Er hat die moderne deutsche Literatur so stark geprägt, dass sein Nachname zu einem Begriff geworden ist: Als kafkaesk werden Situationen beschrieben, die auf unergründliche Weise bedrohlich wirken.
Am 3. Juni jährt sich der Todestag des Schriftstellers Franz Kafka zum 100. Mal - ein Gedenktag mit weltweiter Ausstrahlung. In 23 Städten Europas findet deshalb ein Kafka-Festival statt, in Berlin, Paris, Prag, Wien - und sogar in Cottbus. Ausstellungen in Oxford, Marbach und Tel Aviv beleuchten seine weltweite Wirkung. Ein Kinofilm und eine sechsteilige TV-Serie wurden zum Gedenktag produziert. Kafka ist zur Ikone geworden - und trendet auch bei jüngeren Leuten über Comics und Tik Tok.
Geheimnisvoll - schwermütig - düster
Dabei ist sein Werk alles andere als leichter Stoff: Es ist geheimnisvoll, schwermütig und düster - auch wenn immer wieder Humor aufblitzt. Bei manchen Themen fröstelt man: Es geht um Identität, Existenzangst, Absurdität der Bürokratie, Ausgeliefertsein an anonyme Mächte. Obwohl er nur wenige Prosawerke selbst veröffentlichte und viele Fragmente hinterließ - seine drei Romane blieben unvollendet -, ist Kafka ein Klassiker.

########

(ARBEITSAUFTRÄGE):
1 – Welche Themen von Kafkas Werk nennt der Kafka-Text? Zähle alle auf.
2 – Schreibe aus dem Kafka-Text den Abschnitt von „Er hat die moderne“ bis „und Tik Tok.“ wortgetreu ab.
Die Daten haben mit dem Kafka-Text nichts zu tun.

(INHALT DER DATEN):
########

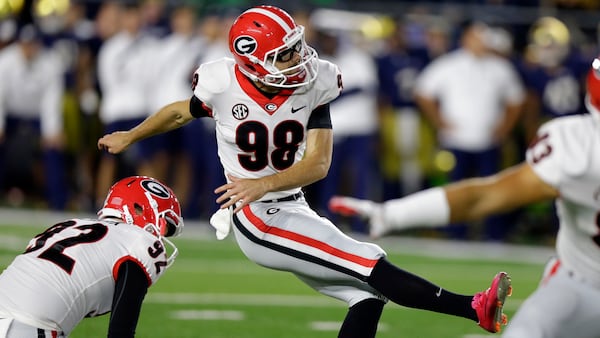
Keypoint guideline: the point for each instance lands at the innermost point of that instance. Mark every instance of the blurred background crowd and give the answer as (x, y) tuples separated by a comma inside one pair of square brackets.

########

(LÖSUNGEN):
1 – Identität, Existenzangst, Absurdität der Bürokratie, Ausgeliefertsein an anonyme Mächte

2 –
Er hat die moderne deutsche Literatur so stark geprägt, dass sein Nachname zu einem Begriff geworden ist: Als kafkaesk werden Situationen beschrieben, die auf unergründliche Weise bedrohlich wirken.
Am 3. Juni jährt sich der Todestag des Schriftstellers Franz Kafka zum 100. Mal - ein Gedenktag mit weltweiter Ausstrahlung. In 23 Städten Europas findet deshalb ein Kafka-Festival statt, in Berlin, Paris, Prag, Wien - und sogar in Cottbus. Ausstellungen in Oxford, Marbach und Tel Aviv beleuchten seine weltweite Wirkung. Ein Kinofilm und eine sechsteilige TV-Serie wurden zum Gedenktag produziert. Kafka ist zur Ikone geworden - und trendet auch bei jüngeren Leuten über Comics und Tik Tok.